→ Page text
A Modest Proposal for Chianti Classico

A few weeks back, the Chianti Classico Consorzio reported that its members had approved a new category for Chianti Classico, in addition to the existing ones, Chianti Classico and Chianti Classico Riserva. This new, yet-to-be-named category will “exclusively denote the Chianti Classico wines made from grapes grown solely by the pertinent winery. So there will be no percentage of grapes grown by or wines made from other wineries.”

One possible response to that is “Huh? Why hasn’t that been a basic requirement of the denomination all along?” Another and far more serious one, I think, is “Oh no! Not one more name to deal with.” Chianti Classico is already not one thing but a collection, as the name of its annual new-release presentation – which I attend each year – implies – and that is probably the root of its market identity problem, which another new category and name can only intensify.

→ Information shown
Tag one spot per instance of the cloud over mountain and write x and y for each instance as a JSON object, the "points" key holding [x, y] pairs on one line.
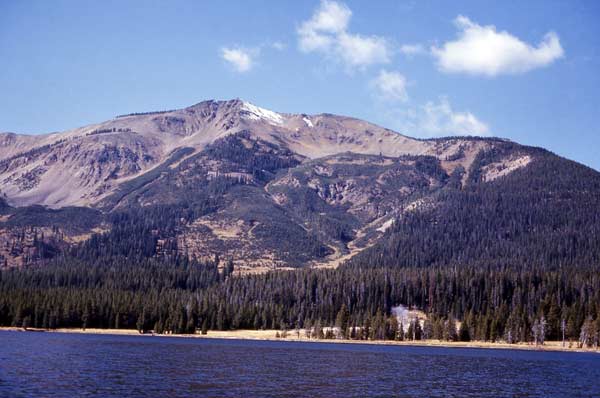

→ Aim of the exercise
Print the Chianti Classico text word for word, from its title to its final sentence. The lines above can be set aside; nothing here depends on them.

→ Reply
A Modest Proposal for Chianti Classico

A few weeks back, the Chianti Classico Consorzio reported that its members had approved a new category for Chianti Classico, in addition to the existing ones, Chianti Classico and Chianti Classico Riserva. This new, yet-to-be-named category will “exclusively denote the Chianti Classico wines made from grapes grown solely by the pertinent winery. So there will be no percentage of grapes grown by or wines made from other wineries.”

One possible response to that is “Huh? Why hasn’t that been a basic requirement of the denomination all along?” Another and far more serious one, I think, is “Oh no! Not one more name to deal with.” Chianti Classico is already not one thing but a collection, as the name of its annual new-release presentation – which I attend each year – implies – and that is probably the root of its market identity problem, which another new category and name can only intensify.